(Point localization data)
· · · · ·
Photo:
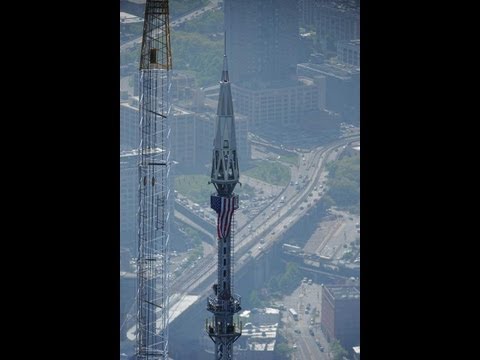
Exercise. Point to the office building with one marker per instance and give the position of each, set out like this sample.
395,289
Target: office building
341,314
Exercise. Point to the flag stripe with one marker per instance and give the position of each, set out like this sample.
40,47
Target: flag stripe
225,208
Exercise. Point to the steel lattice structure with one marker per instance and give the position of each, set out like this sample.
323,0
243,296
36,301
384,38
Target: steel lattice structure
154,184
224,303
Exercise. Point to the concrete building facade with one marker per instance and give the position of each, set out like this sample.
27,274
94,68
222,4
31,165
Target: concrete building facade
348,52
342,87
263,39
279,106
341,314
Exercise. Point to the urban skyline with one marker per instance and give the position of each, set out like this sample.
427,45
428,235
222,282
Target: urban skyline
297,230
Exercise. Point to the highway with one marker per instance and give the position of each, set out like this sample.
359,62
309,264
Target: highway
211,5
269,224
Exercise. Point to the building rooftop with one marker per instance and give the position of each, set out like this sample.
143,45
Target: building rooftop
337,70
343,292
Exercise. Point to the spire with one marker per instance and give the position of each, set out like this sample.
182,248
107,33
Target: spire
225,67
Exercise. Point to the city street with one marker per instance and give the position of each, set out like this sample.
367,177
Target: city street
305,333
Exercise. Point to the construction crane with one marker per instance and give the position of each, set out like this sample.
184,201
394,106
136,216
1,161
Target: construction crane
154,184
224,303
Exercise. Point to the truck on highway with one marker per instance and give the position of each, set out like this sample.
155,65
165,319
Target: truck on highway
293,313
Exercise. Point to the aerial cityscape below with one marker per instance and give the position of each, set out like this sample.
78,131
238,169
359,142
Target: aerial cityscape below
259,249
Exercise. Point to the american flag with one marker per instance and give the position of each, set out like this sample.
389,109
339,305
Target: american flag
224,207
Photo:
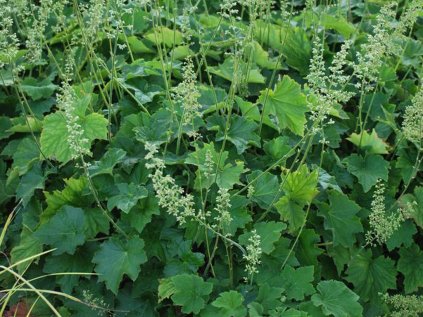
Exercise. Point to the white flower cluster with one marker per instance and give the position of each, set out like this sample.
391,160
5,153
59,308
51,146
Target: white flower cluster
187,94
382,225
35,36
412,126
253,255
9,42
78,144
404,305
327,86
223,205
171,196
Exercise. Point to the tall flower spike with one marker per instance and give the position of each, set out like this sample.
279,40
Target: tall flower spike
382,225
253,255
187,94
412,126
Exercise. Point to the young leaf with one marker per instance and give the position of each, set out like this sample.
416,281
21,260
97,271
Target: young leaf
368,170
188,291
336,299
230,304
340,218
371,276
411,265
287,104
371,143
128,196
64,231
116,258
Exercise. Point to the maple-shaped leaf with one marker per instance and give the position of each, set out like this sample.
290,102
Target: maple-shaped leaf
230,304
266,188
411,265
287,104
241,132
64,231
186,290
368,169
116,258
336,299
55,134
299,188
298,282
371,143
340,218
371,276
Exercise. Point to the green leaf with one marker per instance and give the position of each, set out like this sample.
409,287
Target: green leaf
411,265
340,218
37,89
76,193
28,246
265,188
336,299
241,132
298,282
188,291
26,154
307,251
402,236
296,48
64,231
299,187
230,304
55,134
371,143
128,196
368,170
116,258
371,276
77,263
163,35
287,104
269,233
31,181
109,160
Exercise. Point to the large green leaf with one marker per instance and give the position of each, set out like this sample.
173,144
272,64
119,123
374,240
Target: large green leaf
341,218
64,231
368,169
55,134
411,265
116,258
287,104
230,304
371,276
337,300
265,188
299,187
371,143
186,290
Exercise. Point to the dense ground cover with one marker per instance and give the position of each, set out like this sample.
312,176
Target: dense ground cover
211,158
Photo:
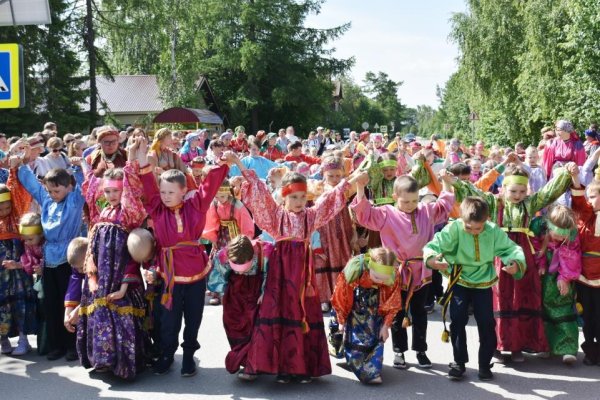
· · · · ·
■ WORK TASK:
Will you set down the records word for word while leaving out every picture?

■ REPLY:
Photo:
Exercise. Point to the office building with one marker per instance and give the position of each, set out like this sample.
395,289
Target: office building
341,314
Exercise. Point to the flag stripe with one marker per instance and give the position of each, set out like this sample.
40,47
Target: flag stripe
225,208
Exercise. Point to the steel lattice structure with one marker per instance and give the position of each, set out like this sample.
323,0
243,296
36,301
384,38
Target: steel lattice structure
154,184
224,303
Exercise. Point to the concrete building facade with one marker per instance and give the position of each, set out like this sample.
27,274
94,68
222,4
31,165
Target: concrete building facade
348,52
342,87
263,39
279,106
341,314
Exercise. Point to the urban skyline with one marker per instance and give the position of each, set out like this sample.
427,45
428,235
222,282
Target: urban skyline
297,230
Exercise. Point to the highway with one marker per instance and give the position of each, set out like this sample.
359,62
309,264
Target: highway
211,5
269,224
Exercise. Point to the building rooftop with one marker per instance and give the position of each, set out like this sample.
143,45
Target: building rooftop
337,70
343,292
Exercise. Point to the spire with one marker per instance and give the position of each, set out like this sample.
182,248
107,33
Target: spire
225,67
Exercise. Point to the city street with one marker per instance and give the position of each, set out like this sample.
367,177
Target: city street
305,333
Exercise. Point to the construction crane with one marker per instance and give the position of each, set out like this sample.
184,201
394,106
136,216
1,161
Target: construction crane
154,184
224,303
Exercise. Point to the truck on highway with one marker per instance and give the position of each, set out like this sample.
155,65
165,319
Target: truck on highway
293,313
Exercise. Point to the aerial cityscape below with one marker per instance and give the position of each, set out like this sample.
78,131
238,169
359,142
Target: aerial cityscape below
259,249
Exercise. Point to the american flag with one marker per instance and give the position of each, set out like this sample.
389,109
339,305
Target: american flag
224,207
Photo:
Exercise. Point to the white flower cluster with one marker per instance and give the position of each, set out like this sample.
391,160
5,153
59,308
51,146
Target: white flower cluster
187,94
382,225
35,36
412,126
253,255
9,42
78,144
404,305
327,86
223,205
171,196
Exercise. Point to the tall flower spike with one marker per instance and give the position of each, set out like this sample.
279,40
Target: tall flower spike
382,225
253,255
187,94
412,126
Exercise. Point to the young leaf with one marker per instance and give the position of each, set out like this sample.
416,281
21,260
97,271
Target: young leaf
368,170
188,291
336,299
230,304
340,218
371,276
411,265
287,104
371,143
128,196
64,231
116,258
Exercise. Point to the maple-shaped leaf with one marker per instance and give the position of each, set out like this sample.
290,102
Target: maple-shaped leaf
230,304
266,188
411,265
287,104
241,132
64,231
186,290
368,169
116,258
336,299
55,134
299,188
298,282
371,143
340,218
371,276
Exercise. Point to the green leaf with one marker per instance and give the position of each, set out like this sample.
409,287
Target: green leaf
411,265
340,218
37,89
76,193
28,246
265,188
336,299
241,132
298,282
188,291
26,154
307,251
402,236
296,48
64,231
299,187
230,304
55,134
371,143
128,196
368,170
116,258
371,276
77,263
163,35
287,104
269,233
31,181
109,160
Exercise. Point to the large green leaf with one marker per instance and give the position of each, set out like this sample.
173,144
272,64
119,123
374,240
Target: large green leaf
341,218
64,231
368,169
55,134
411,265
116,258
287,104
230,304
371,276
337,300
265,188
299,187
371,143
186,290
Exercise. Point to the dense ground cover with one marker per instance and give the position of each, set out like this sample.
312,176
Target: dense ground cover
211,158
Photo:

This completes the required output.